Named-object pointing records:
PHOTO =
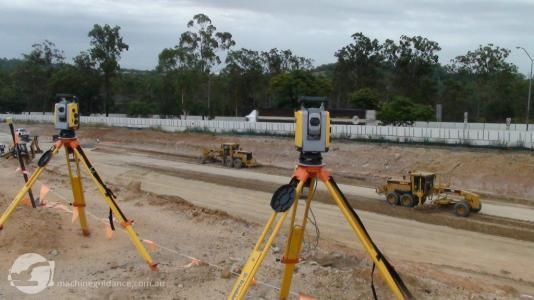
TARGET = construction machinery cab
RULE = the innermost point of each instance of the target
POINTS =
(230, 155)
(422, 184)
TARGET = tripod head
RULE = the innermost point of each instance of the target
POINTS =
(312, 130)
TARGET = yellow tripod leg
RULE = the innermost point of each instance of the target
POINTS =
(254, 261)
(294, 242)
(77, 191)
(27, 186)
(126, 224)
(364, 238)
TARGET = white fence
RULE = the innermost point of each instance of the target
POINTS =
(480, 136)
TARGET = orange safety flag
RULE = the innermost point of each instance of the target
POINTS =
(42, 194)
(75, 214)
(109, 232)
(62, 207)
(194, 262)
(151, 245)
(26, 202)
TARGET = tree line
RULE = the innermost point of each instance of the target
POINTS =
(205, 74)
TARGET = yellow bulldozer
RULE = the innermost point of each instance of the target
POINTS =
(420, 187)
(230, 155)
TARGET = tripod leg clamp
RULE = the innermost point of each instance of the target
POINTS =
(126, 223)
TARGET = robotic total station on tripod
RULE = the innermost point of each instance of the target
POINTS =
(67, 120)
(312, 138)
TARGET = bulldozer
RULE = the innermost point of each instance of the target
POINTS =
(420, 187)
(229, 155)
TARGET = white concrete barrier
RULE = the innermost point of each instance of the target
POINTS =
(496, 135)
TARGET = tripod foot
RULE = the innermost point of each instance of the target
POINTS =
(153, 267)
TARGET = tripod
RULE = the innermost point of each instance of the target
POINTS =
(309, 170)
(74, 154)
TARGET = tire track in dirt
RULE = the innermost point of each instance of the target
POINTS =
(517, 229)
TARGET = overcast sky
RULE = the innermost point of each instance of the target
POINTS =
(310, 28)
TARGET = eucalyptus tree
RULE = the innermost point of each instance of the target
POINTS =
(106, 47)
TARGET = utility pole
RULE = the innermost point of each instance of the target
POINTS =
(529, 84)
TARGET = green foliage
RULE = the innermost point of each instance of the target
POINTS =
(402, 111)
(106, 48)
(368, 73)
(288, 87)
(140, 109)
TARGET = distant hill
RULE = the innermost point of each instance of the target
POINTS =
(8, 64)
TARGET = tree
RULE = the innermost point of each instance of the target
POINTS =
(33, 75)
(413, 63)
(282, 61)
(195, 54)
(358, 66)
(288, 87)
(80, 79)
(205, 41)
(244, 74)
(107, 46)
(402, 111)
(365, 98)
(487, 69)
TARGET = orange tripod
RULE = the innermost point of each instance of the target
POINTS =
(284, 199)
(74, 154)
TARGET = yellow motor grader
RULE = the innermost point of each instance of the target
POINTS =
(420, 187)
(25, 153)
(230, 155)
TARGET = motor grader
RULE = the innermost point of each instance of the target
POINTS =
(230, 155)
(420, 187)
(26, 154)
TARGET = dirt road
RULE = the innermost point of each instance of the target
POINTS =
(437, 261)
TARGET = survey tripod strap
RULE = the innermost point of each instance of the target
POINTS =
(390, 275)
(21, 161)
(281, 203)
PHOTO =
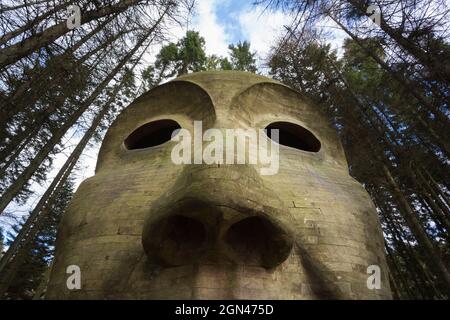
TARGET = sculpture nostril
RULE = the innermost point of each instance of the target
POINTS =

==

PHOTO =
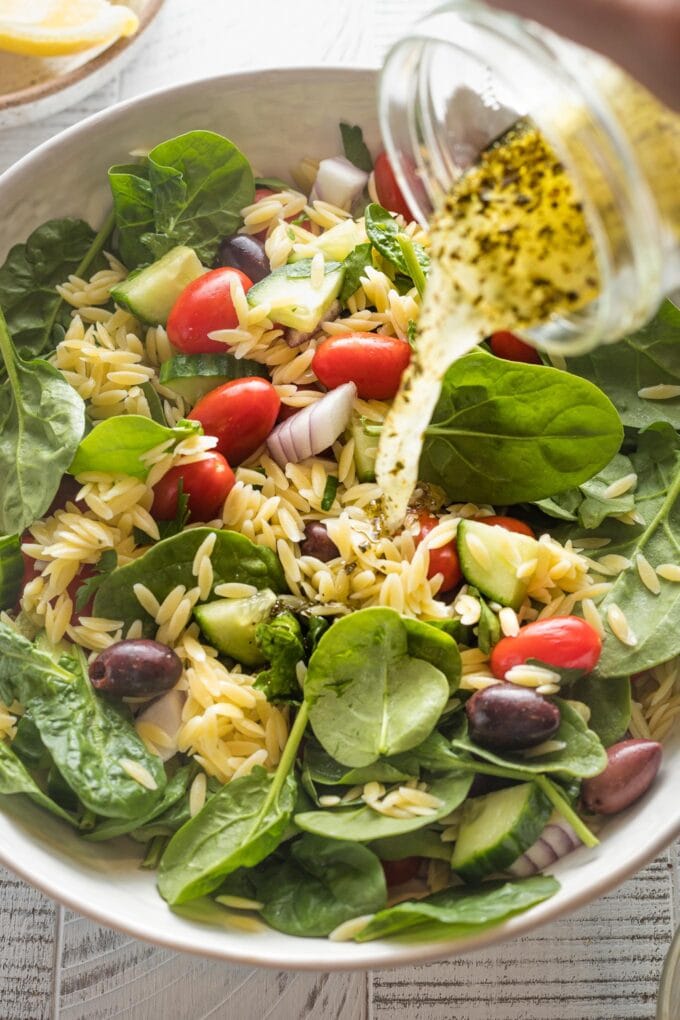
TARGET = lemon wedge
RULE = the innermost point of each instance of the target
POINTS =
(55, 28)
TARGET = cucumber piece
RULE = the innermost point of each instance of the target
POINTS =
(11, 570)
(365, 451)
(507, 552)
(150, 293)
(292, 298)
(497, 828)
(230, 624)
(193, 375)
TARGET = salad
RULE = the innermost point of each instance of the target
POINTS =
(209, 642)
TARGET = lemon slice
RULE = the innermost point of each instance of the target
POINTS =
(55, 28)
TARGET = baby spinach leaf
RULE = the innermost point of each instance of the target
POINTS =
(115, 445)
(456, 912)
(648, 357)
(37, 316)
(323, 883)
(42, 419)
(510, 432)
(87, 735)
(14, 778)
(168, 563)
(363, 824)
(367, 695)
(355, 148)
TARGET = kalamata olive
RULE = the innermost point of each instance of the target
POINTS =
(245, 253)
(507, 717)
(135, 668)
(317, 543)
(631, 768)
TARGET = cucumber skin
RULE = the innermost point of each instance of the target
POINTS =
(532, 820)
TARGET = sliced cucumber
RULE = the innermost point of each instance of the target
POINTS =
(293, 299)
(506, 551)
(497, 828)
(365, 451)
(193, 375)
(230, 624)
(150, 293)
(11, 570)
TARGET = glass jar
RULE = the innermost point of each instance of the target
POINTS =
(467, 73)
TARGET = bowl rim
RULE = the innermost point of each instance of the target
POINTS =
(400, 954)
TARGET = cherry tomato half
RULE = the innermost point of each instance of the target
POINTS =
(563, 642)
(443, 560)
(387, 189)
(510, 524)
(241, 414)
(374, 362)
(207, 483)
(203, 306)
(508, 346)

...

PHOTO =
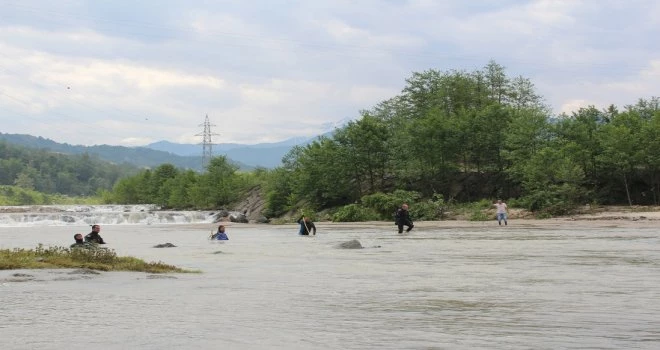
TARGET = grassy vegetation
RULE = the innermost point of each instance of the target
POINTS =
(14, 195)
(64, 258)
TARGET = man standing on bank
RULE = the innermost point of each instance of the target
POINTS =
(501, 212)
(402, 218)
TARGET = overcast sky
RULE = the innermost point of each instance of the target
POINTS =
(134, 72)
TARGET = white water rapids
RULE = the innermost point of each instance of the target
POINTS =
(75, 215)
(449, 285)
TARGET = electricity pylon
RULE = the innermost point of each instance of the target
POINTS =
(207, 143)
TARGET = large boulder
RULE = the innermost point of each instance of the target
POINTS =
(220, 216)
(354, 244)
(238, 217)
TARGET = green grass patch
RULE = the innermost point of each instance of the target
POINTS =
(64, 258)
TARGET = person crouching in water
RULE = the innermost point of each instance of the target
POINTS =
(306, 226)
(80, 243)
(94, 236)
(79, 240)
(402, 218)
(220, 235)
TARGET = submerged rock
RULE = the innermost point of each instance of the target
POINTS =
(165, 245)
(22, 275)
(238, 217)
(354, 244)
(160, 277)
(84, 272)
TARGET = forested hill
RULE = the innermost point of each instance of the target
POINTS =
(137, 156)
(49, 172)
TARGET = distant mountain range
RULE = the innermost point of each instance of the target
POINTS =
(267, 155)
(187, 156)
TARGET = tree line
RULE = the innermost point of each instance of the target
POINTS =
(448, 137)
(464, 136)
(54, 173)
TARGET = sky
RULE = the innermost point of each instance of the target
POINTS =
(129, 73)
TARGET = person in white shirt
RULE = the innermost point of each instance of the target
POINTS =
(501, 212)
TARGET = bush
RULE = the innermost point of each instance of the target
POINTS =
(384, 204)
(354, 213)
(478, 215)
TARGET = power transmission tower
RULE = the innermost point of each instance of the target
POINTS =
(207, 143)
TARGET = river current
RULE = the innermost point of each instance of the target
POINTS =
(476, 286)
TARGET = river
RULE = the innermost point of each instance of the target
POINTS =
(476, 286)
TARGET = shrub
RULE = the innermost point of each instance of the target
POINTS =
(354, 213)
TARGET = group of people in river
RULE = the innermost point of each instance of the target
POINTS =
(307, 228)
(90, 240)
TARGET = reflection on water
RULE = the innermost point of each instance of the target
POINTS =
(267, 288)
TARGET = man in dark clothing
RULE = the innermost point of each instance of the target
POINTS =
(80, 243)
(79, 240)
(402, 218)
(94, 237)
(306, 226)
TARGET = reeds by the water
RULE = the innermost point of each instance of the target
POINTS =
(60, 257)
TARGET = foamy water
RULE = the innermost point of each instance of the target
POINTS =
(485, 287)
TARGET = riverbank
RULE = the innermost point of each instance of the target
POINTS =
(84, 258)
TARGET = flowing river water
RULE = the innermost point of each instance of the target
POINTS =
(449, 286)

WHAT TO WORK ON: Pull out every line of the data that contains the string "yellow", copying each one in full. Case counts.

EXERCISE RESULT:
TARGET = yellow tripod leg
TARGET = yellow bulldozer
TARGET = yellow motor grader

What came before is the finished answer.